━━━━━ Extract provided ━━━━━
Activist, attorney reacts to police shooting ruled justified

NOW: Activist, attorney reacts to police shooting ruled justified

SOUTH BEND, Ind.—While watching a press conference by the South Bend police Wednesday, Jorden Giger, co-founder of Black Lives Matter South Bend, kept alternating between the live stream and the South Bend Police Department policy manual.

“As you read through the policy, it seems to give the police more latitude to be creative in the kind of way that the community members would like,” Giger said.

Wednesday’s press conference addressed the July 29th police shooting of 51-year-old Dante Kittrell near Coquillard Elementary School. SBPD showed body-worn and dashcam footage of the shooting, played the 911 call, and presented still images from the scene.

The public conference followed a prosecutor ruling that the use of deadly force in this instance is a justifiable homicide.

There are still those, like Giger, who believe Kittrell’s life could have been saved.

“Even in their policy manual, it calls for the police to use specialized resources, including backup officers,” Giger said. “I think that his mother and a pastor that was known to him could have served as those specialized resources.”

The pastor Giger referred to is J.B. Williams, who witnessed the shooting after attempting to talk to Kittrell and de-escalate the apparently obvious mental health episode. Kittrell’s mother, Marcia, who also witnessed her son shot and killed, said Kittrell was off his medication and suffers from schizophrenia.

Kittrell’s family and the attorney that represents them, Sean Drew, found out about the prosecutor’s ruling in a meeting Wednesday afternoon, preceding the public press conference.

“Profoundly sad, and not really disappointing,” Drew said, “because I had briefed Dante’s mother that the likelihood of the prosecutor finding any criminality would be very slight.”

Drew said the police narrative of events paints Kittrell as a danger to a school of children, but argues he was only a danger to himself.

“The overall sense was: this was suicidal, not homicidal,” he said. “So, there are two different techniques to diffuse the situation, and I just would have hoped more time and energy would have been spent in diffusing it.”

Drew said next steps for the family include requesting the FBI look into the case.

The prosecutor’s ruling, saying the shooting is a justifiable homicide, is the result of just one of two investigations. South Bend Police Chief Scott Ruszkowski said there is still an ongoing investigation to see if department protocol was followed.

In another attempt to encourage public discourse, Black Lives Matter South Bend will host a community town hall to discuss a better way to respond to mental health crises. That will be Tuesday, Aug. 30 at 6 p.m. in the Downtown Library Ballroom at 305 S. Michigan St. in South Bend.
━━━━━
Activity A: Quote the news article from "The pastor Giger" to "public press conference.".
Activity B: In the news article, what does attorney Sean Drew say the family's next steps include?
━━━━━ Recorded data ━━━━━
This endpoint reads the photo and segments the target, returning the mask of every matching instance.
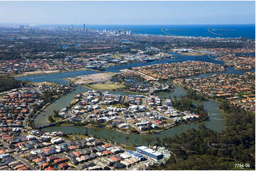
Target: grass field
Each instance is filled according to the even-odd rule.
[[[116,83],[111,83],[111,84],[97,83],[94,85],[87,85],[86,86],[93,90],[113,90],[115,89],[125,88],[125,86],[123,85],[118,85]]]

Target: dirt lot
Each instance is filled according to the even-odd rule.
[[[111,78],[116,73],[99,73],[91,75],[80,76],[73,78],[68,78],[67,80],[77,84],[95,84],[102,83]]]

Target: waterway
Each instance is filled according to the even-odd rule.
[[[109,72],[119,72],[120,70],[128,69],[129,67],[135,66],[141,66],[150,64],[163,64],[163,63],[172,63],[172,62],[179,62],[184,61],[204,61],[213,62],[216,64],[222,64],[221,61],[216,61],[212,58],[208,58],[207,56],[183,56],[181,54],[174,54],[174,58],[170,59],[163,59],[160,61],[154,61],[151,62],[141,63],[141,62],[134,62],[132,64],[128,64],[126,65],[116,66],[113,67],[106,68],[106,71]],[[226,71],[223,72],[224,73],[234,73],[234,74],[243,74],[247,71],[254,71],[255,69],[250,71],[238,71],[235,70],[232,67],[228,67],[226,69]],[[52,73],[52,74],[45,74],[45,75],[38,75],[38,76],[30,76],[26,77],[17,78],[18,80],[29,80],[33,82],[43,82],[43,81],[54,81],[60,84],[67,84],[67,81],[65,81],[64,78],[69,77],[78,76],[82,75],[88,75],[96,73],[96,71],[71,71],[65,72],[61,73]],[[204,76],[208,76],[214,73],[206,73],[201,74],[196,76],[193,76],[190,78],[201,78]],[[72,91],[62,97],[60,98],[55,102],[50,105],[45,110],[38,114],[35,119],[35,125],[45,125],[48,124],[48,117],[50,114],[53,113],[53,110],[60,110],[65,107],[67,107],[69,103],[73,100],[74,97],[77,93],[84,93],[88,91],[89,89],[83,86],[77,87],[74,91]],[[111,92],[115,94],[121,94],[121,95],[129,95],[133,93],[128,93],[125,92],[120,91],[113,91]],[[156,93],[155,95],[159,97],[177,97],[177,98],[180,99],[182,96],[185,95],[187,93],[186,90],[175,86],[175,89],[173,92],[171,93]],[[218,103],[208,100],[206,102],[201,102],[204,105],[204,109],[209,113],[210,115],[214,116],[214,118],[223,119],[220,111],[218,109]],[[200,102],[194,102],[195,105],[198,105]],[[213,117],[210,117],[208,120],[205,121],[204,124],[206,127],[208,127],[216,131],[221,131],[225,129],[225,119],[215,119]],[[66,134],[84,134],[87,131],[91,136],[96,136],[97,137],[101,137],[106,138],[107,140],[111,141],[113,142],[121,143],[128,145],[143,145],[145,144],[145,138],[151,138],[153,141],[155,141],[157,138],[162,139],[165,136],[172,137],[175,134],[179,134],[182,132],[186,131],[189,129],[197,129],[199,126],[199,122],[194,122],[189,124],[181,124],[175,127],[169,129],[167,130],[159,132],[155,134],[135,134],[129,135],[125,134],[118,131],[107,129],[105,128],[88,128],[86,129],[83,126],[55,126],[45,128],[43,130],[45,131],[61,131]]]

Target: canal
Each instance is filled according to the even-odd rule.
[[[182,56],[178,54],[175,56],[174,59],[172,59],[172,60],[164,59],[164,60],[154,61],[147,63],[135,62],[126,65],[116,66],[106,68],[106,71],[109,72],[119,72],[120,70],[128,69],[129,67],[141,66],[145,65],[163,64],[163,63],[172,63],[172,62],[184,61],[193,61],[193,60],[209,61],[216,64],[222,64],[221,61],[213,60],[212,59],[208,58],[207,56],[194,57],[194,56]],[[238,71],[232,67],[228,67],[226,69],[226,71],[223,73],[243,74],[244,73],[247,71],[255,72],[255,69],[250,71]],[[25,77],[17,78],[17,79],[22,81],[28,80],[33,82],[43,82],[43,81],[50,81],[57,82],[60,84],[67,84],[67,81],[64,80],[65,78],[69,77],[82,76],[82,75],[92,74],[96,73],[96,71],[77,71],[65,72],[60,73],[25,76]],[[193,76],[190,78],[201,78],[201,77],[208,76],[211,74],[214,74],[214,73],[201,74],[199,76]],[[35,117],[35,124],[37,126],[38,125],[43,126],[48,124],[48,116],[52,114],[54,110],[60,110],[62,108],[66,107],[69,104],[69,102],[74,99],[74,97],[77,93],[87,92],[88,90],[89,89],[86,88],[85,87],[78,86],[77,87],[75,90],[60,98],[55,102],[48,106],[43,112],[42,112],[40,114],[38,114]],[[115,94],[121,94],[121,95],[131,94],[131,93],[120,92],[120,91],[113,91],[111,93]],[[155,95],[159,97],[167,97],[167,98],[169,96],[172,98],[175,96],[177,97],[177,98],[179,99],[182,96],[185,95],[186,93],[187,92],[185,90],[175,86],[174,90],[171,93],[159,93]],[[218,132],[225,129],[226,122],[225,119],[223,119],[220,111],[218,109],[218,103],[217,102],[210,100],[206,102],[194,101],[194,103],[195,105],[198,105],[199,103],[202,103],[202,105],[204,105],[204,108],[208,112],[208,114],[211,116],[214,116],[214,117],[210,117],[208,120],[204,122],[204,124],[206,127],[210,128],[211,129]],[[152,141],[155,141],[157,138],[159,138],[160,139],[162,139],[165,136],[172,137],[175,134],[179,135],[179,134],[182,132],[185,132],[187,130],[189,129],[193,128],[197,129],[199,127],[199,122],[193,122],[189,124],[184,124],[154,134],[130,135],[130,134],[126,134],[121,133],[118,131],[108,129],[105,128],[87,129],[83,126],[55,126],[43,129],[43,130],[45,131],[61,131],[66,134],[84,134],[86,132],[87,132],[91,136],[104,138],[105,139],[111,141],[113,142],[121,143],[128,145],[138,146],[145,143],[145,138],[152,138]]]

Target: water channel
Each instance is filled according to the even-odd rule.
[[[194,56],[182,56],[180,54],[177,54],[174,59],[163,59],[160,61],[154,61],[147,63],[141,62],[135,62],[132,64],[128,64],[126,65],[122,66],[116,66],[113,67],[109,67],[106,69],[106,71],[110,72],[119,72],[121,69],[128,69],[129,67],[134,66],[141,66],[145,65],[150,65],[155,64],[163,64],[163,63],[172,63],[184,61],[209,61],[216,64],[222,64],[221,61],[216,61],[212,59],[208,58],[207,56],[201,56],[201,57],[194,57]],[[234,74],[243,74],[247,71],[255,72],[255,69],[250,71],[238,71],[234,69],[232,67],[228,67],[225,73],[234,73]],[[38,76],[30,76],[17,78],[18,80],[29,80],[33,82],[43,82],[43,81],[55,81],[60,84],[67,84],[67,81],[64,80],[64,78],[69,77],[74,77],[82,75],[87,75],[96,73],[96,71],[71,71],[65,72],[60,73],[52,73],[52,74],[45,74],[45,75],[38,75]],[[190,78],[201,78],[210,76],[214,73],[206,73],[201,74],[196,76],[193,76]],[[35,125],[45,125],[48,124],[48,117],[50,114],[53,113],[53,110],[60,110],[65,107],[67,107],[69,102],[73,100],[74,97],[80,93],[84,93],[88,91],[89,89],[83,86],[77,87],[76,90],[60,98],[53,103],[48,106],[45,110],[38,114],[35,119]],[[121,92],[121,91],[113,91],[111,93],[115,94],[121,94],[121,95],[130,95],[130,93]],[[171,93],[159,93],[155,94],[159,97],[174,97],[176,96],[178,99],[181,98],[182,96],[186,95],[186,90],[175,86],[175,89],[173,92]],[[215,101],[208,100],[206,102],[201,102],[204,109],[209,113],[214,116],[214,118],[223,119],[220,111],[218,109],[218,103]],[[199,102],[194,102],[195,105],[199,103]],[[204,124],[206,127],[210,128],[216,131],[221,131],[225,129],[226,122],[225,119],[216,119],[213,117],[210,117],[208,120],[205,121]],[[189,129],[197,129],[199,126],[199,122],[194,122],[189,124],[181,124],[176,126],[173,128],[169,129],[165,131],[160,131],[154,134],[125,134],[118,131],[111,130],[105,128],[88,128],[86,129],[83,126],[55,126],[51,127],[48,127],[43,129],[45,131],[61,131],[66,134],[84,134],[87,131],[91,136],[96,136],[97,137],[104,138],[105,139],[111,141],[113,142],[121,143],[128,145],[143,145],[145,144],[145,138],[151,138],[152,140],[155,141],[157,138],[162,139],[165,136],[172,137],[175,134],[179,134],[182,132],[185,132]]]

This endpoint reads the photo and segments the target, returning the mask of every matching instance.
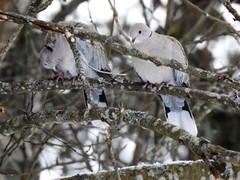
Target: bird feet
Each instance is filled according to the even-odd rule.
[[[70,80],[72,81],[72,85],[75,85],[76,81],[78,80],[78,75],[71,77]]]
[[[52,75],[52,79],[56,79],[57,81],[63,81],[64,80],[64,74],[62,72],[54,73]]]

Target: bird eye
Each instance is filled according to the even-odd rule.
[[[51,46],[45,45],[45,47],[47,48],[47,50],[53,52],[53,48]]]

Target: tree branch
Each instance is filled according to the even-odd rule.
[[[42,127],[43,125],[50,123],[67,122],[86,125],[93,119],[101,119],[113,127],[118,121],[119,114],[121,114],[121,112],[119,112],[119,109],[117,108],[80,109],[77,113],[65,111],[41,111],[38,113],[29,113],[9,119],[2,123],[0,126],[0,134],[6,136],[25,130],[26,128]],[[185,130],[144,112],[125,110],[123,114],[124,116],[122,120],[124,122],[171,137],[180,144],[187,146],[192,152],[203,159],[212,159],[217,163],[229,162],[234,165],[240,165],[239,152],[213,145],[204,138],[194,137]]]
[[[1,10],[0,10],[0,19],[4,21],[15,22],[18,24],[34,25],[35,27],[37,26],[44,30],[51,30],[51,31],[55,31],[63,34],[65,34],[66,31],[68,31],[66,30],[65,27],[56,23],[45,22],[33,17],[23,16],[16,13],[3,12]],[[226,78],[222,81],[219,81],[219,76],[220,76],[219,74],[216,74],[210,71],[205,71],[203,69],[195,68],[192,66],[183,67],[182,64],[178,63],[176,60],[169,60],[169,59],[164,59],[164,58],[144,54],[134,48],[129,48],[127,46],[117,43],[111,36],[100,35],[96,32],[88,32],[85,30],[73,30],[72,33],[80,38],[88,38],[88,39],[105,43],[107,46],[109,46],[110,48],[114,49],[117,52],[120,52],[121,54],[131,55],[141,59],[146,59],[146,60],[152,61],[153,63],[159,66],[161,65],[169,66],[174,69],[194,75],[196,77],[203,78],[211,82],[218,81],[227,87],[240,90],[240,83],[230,78]]]
[[[226,168],[224,170],[226,172],[232,170],[232,173],[224,176],[224,178],[236,179],[238,177],[239,167],[232,167],[231,170]],[[97,173],[78,174],[72,177],[61,178],[61,180],[95,180],[99,179],[99,177],[104,180],[112,180],[115,174],[115,171],[100,171]],[[203,161],[184,161],[171,164],[156,163],[153,165],[142,164],[121,168],[119,169],[119,174],[122,180],[128,180],[129,177],[131,179],[213,179]]]
[[[86,79],[90,87],[103,89],[116,89],[124,90],[134,93],[148,93],[148,94],[169,94],[178,97],[191,98],[195,100],[204,101],[212,104],[224,105],[231,107],[236,111],[240,111],[240,103],[238,102],[237,95],[224,95],[213,93],[210,91],[202,91],[192,88],[184,87],[154,87],[147,89],[143,87],[142,83],[129,82],[126,79],[115,79],[112,81]],[[49,90],[67,90],[67,89],[85,89],[86,85],[84,82],[76,81],[74,85],[70,81],[62,81],[61,83],[56,80],[35,80],[35,81],[22,81],[22,82],[1,82],[0,81],[0,94],[18,94],[28,93],[34,91],[49,91]]]

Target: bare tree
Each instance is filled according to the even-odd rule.
[[[103,24],[94,22],[88,9],[91,23],[109,30],[105,35],[72,31],[57,24],[89,1],[61,2],[61,10],[51,22],[37,18],[51,6],[51,0],[20,2],[0,2],[2,179],[37,179],[44,174],[72,179],[238,177],[239,53],[229,53],[223,44],[223,52],[211,48],[229,38],[239,42],[239,31],[220,10],[224,8],[239,23],[234,9],[237,3],[152,1],[149,6],[143,0],[136,2],[146,24],[154,24],[158,33],[181,41],[190,63],[185,68],[175,60],[143,54],[128,45],[126,32],[131,23],[129,17],[119,17],[117,3],[121,2],[108,1],[106,8],[111,8],[113,16]],[[164,26],[159,10],[166,12]],[[105,46],[114,79],[86,81],[91,87],[106,90],[108,108],[85,108],[81,91],[88,88],[85,82],[72,85],[67,80],[49,78],[51,72],[38,60],[48,31],[70,33],[71,38],[88,38]],[[227,63],[219,69],[213,66],[216,53],[227,57]],[[78,54],[74,55],[77,60]],[[188,73],[192,88],[146,89],[133,71],[129,56]],[[190,98],[198,137],[165,122],[158,94]],[[172,161],[178,162],[169,163]]]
━━━━━
Your solution A:
The pastor Giger referred to is J.B. Williams, who witnessed the shooting after attempting to talk to Kittrell and de-escalate the apparently obvious mental health episode. Kittrell’s mother, Marcia, who also witnessed her son shot and killed, said Kittrell was off his medication and suffers from schizophrenia.

Kittrell’s family and the attorney that represents them, Sean Drew, found out about the prosecutor’s ruling in a meeting Wednesday afternoon, preceding the public press conference.

Your solution B: Requesting that the FBI look into the case.